▶ WHAT IS BEING ASKED
All entries are to be printed again exactly, with their images omitted.

▶ STUDY MATERIAL
=======
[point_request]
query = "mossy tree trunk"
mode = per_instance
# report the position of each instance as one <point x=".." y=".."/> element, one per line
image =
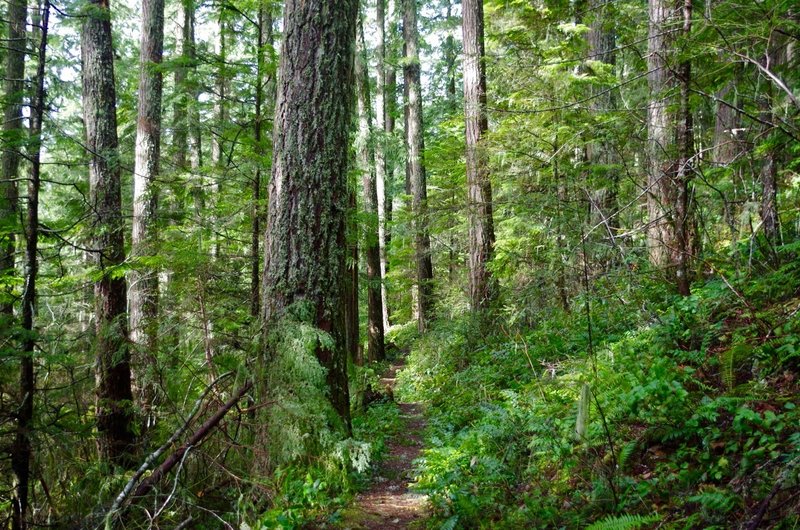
<point x="305" y="241"/>
<point x="367" y="161"/>
<point x="13" y="137"/>
<point x="482" y="288"/>
<point x="113" y="374"/>
<point x="22" y="448"/>
<point x="415" y="165"/>
<point x="669" y="142"/>
<point x="144" y="280"/>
=======
▶ RESPONSE
[point_request]
query = "mossy tree trunk"
mode = per_instance
# report the position of each instance as one <point x=".." y=".."/> element, one per line
image =
<point x="305" y="241"/>
<point x="367" y="161"/>
<point x="13" y="137"/>
<point x="482" y="288"/>
<point x="113" y="374"/>
<point x="22" y="448"/>
<point x="415" y="165"/>
<point x="669" y="142"/>
<point x="144" y="280"/>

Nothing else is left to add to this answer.